TASK INSTRUCTIONS —
Count the lines in the entries below that contain the string "face", treating uppercase and lowercase letters as distinct. Give only the number.

(Data lines)

"""

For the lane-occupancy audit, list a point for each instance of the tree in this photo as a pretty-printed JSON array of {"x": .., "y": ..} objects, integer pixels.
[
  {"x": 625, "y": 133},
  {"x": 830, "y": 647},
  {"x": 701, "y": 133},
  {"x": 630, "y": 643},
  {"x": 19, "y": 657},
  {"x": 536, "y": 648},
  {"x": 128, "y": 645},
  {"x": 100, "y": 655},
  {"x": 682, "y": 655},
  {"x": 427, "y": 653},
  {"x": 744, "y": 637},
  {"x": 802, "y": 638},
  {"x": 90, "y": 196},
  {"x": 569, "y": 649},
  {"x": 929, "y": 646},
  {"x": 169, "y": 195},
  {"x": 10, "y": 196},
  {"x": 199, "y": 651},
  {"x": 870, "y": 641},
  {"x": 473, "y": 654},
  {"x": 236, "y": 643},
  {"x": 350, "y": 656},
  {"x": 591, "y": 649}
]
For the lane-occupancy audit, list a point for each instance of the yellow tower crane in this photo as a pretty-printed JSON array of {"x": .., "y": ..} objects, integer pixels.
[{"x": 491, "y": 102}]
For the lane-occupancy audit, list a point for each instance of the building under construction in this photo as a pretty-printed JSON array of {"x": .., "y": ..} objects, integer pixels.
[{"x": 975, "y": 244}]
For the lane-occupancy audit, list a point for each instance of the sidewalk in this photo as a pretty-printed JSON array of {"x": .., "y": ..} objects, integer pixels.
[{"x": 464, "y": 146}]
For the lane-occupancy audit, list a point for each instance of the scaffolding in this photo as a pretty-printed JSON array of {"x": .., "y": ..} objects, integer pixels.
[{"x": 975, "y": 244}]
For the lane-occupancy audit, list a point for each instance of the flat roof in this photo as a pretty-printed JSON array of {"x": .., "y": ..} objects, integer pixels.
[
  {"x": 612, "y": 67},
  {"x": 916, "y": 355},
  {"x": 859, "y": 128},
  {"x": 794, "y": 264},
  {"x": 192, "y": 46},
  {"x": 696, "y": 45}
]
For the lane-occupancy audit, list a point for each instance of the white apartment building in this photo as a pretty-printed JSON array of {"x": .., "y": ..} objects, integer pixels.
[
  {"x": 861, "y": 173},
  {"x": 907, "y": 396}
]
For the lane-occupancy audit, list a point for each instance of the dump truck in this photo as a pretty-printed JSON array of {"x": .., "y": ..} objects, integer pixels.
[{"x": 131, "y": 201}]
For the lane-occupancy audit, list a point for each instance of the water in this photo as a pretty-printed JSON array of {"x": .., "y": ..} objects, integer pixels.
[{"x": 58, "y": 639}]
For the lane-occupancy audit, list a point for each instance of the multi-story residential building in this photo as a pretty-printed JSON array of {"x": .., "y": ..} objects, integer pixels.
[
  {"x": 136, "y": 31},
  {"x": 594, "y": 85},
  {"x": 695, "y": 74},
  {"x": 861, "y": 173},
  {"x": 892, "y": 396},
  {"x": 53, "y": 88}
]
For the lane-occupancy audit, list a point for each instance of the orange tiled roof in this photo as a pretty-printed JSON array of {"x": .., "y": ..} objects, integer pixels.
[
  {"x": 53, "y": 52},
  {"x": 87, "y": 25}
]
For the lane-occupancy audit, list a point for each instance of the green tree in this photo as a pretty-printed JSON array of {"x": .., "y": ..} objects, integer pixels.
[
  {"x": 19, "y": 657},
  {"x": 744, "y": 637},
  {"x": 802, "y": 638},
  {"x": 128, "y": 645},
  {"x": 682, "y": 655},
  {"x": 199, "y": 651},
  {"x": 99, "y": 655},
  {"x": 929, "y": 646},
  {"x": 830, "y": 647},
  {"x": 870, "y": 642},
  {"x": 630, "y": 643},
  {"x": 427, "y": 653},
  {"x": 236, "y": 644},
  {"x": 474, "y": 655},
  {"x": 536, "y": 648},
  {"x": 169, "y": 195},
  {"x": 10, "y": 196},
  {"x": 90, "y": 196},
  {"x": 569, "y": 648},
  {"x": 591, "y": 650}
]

"""
"""

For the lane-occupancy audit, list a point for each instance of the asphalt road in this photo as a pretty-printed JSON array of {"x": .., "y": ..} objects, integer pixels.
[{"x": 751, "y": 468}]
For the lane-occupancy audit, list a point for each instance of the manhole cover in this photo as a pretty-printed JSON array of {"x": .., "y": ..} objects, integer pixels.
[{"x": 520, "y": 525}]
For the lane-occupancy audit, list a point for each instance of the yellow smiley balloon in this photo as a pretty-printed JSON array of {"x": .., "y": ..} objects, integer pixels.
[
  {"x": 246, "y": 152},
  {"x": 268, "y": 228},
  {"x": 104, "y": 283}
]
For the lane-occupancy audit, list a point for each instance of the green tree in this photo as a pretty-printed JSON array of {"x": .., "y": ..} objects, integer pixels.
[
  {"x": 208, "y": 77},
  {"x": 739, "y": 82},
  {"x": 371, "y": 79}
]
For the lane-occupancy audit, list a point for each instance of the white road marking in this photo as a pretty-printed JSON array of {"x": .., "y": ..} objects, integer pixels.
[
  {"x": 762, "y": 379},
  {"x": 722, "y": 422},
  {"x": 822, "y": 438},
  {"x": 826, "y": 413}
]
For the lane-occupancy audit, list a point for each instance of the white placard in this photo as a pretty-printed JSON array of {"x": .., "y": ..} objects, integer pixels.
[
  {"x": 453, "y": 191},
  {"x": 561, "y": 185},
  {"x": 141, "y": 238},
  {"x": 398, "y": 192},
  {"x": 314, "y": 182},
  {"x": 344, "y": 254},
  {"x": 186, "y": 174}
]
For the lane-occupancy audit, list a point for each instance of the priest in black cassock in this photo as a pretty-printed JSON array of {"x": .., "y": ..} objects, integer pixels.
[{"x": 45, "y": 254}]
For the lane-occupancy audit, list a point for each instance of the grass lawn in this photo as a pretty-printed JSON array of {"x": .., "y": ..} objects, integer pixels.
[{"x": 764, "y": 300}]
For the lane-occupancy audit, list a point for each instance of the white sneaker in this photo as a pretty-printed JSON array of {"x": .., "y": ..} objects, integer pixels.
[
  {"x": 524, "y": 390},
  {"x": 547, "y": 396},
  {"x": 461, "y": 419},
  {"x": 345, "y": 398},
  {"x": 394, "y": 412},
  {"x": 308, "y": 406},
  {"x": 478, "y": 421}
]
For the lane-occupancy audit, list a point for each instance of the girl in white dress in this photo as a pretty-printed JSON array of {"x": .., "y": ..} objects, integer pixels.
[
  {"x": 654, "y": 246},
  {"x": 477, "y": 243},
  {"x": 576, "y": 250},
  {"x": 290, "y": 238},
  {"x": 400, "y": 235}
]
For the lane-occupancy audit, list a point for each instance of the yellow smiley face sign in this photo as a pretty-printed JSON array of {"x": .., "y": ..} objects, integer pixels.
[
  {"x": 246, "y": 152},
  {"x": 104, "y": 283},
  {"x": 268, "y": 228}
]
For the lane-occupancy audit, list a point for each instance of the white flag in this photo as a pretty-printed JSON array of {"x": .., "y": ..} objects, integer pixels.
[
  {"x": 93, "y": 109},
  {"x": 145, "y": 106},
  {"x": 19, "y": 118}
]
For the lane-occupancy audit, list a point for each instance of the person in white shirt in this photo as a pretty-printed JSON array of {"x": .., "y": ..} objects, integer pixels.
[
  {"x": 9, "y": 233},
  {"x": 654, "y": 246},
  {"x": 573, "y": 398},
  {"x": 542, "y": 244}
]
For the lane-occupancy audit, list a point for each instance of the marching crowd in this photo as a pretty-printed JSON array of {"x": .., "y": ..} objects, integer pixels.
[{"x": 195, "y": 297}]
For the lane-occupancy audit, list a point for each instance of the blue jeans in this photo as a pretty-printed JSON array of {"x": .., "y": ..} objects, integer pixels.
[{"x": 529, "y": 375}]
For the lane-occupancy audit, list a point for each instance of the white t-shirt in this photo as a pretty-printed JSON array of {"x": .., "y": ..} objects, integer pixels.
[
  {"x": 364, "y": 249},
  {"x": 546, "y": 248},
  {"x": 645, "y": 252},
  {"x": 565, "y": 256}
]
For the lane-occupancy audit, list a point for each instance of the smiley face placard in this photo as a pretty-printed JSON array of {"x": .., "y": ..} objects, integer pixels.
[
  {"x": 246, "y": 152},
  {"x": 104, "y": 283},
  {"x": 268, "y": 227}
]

"""

ANSWER TO THE PROBLEM —
2